_Exercise:_ Extract each line of the listing below that contains the word "silver". Case counts.

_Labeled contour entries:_

=====

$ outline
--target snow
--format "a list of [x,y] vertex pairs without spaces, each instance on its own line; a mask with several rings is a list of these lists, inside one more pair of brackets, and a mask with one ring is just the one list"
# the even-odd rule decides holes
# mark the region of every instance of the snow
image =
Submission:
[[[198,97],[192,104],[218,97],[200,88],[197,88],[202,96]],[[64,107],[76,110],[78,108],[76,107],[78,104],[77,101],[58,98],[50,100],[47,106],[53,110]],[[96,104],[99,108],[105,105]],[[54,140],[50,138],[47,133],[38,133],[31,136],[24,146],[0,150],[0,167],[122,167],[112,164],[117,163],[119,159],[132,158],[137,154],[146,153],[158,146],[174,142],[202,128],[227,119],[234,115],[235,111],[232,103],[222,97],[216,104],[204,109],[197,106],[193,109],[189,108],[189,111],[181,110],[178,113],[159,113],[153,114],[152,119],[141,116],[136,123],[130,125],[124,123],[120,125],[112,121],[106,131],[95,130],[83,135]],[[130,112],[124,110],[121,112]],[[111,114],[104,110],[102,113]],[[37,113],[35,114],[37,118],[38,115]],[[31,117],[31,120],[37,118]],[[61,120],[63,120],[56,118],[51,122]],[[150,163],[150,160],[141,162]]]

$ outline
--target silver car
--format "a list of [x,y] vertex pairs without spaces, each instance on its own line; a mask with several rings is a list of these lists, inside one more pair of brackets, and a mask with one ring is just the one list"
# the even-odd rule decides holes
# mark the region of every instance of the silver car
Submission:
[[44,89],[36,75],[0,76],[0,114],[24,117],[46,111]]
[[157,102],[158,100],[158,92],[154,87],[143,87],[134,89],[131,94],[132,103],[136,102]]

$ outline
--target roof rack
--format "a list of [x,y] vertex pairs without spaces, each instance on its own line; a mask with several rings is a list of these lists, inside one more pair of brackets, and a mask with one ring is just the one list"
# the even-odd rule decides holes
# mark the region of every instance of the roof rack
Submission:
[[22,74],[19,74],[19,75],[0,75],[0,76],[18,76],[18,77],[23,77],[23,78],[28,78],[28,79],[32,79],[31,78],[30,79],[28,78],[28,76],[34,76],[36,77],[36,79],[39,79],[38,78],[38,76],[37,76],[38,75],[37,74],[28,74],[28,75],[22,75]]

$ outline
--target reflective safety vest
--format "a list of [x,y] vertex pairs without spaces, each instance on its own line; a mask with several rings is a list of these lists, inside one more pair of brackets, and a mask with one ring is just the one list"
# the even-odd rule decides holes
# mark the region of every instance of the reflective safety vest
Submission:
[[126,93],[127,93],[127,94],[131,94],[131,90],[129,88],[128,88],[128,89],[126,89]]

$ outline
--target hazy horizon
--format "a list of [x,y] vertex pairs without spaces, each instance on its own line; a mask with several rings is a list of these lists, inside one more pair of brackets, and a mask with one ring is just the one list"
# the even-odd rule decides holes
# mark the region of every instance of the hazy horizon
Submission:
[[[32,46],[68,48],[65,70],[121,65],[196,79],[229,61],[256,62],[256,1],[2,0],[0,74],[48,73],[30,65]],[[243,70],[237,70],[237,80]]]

=====

_Result of this exercise:_
--target silver car
# mark the region of every instance of the silver car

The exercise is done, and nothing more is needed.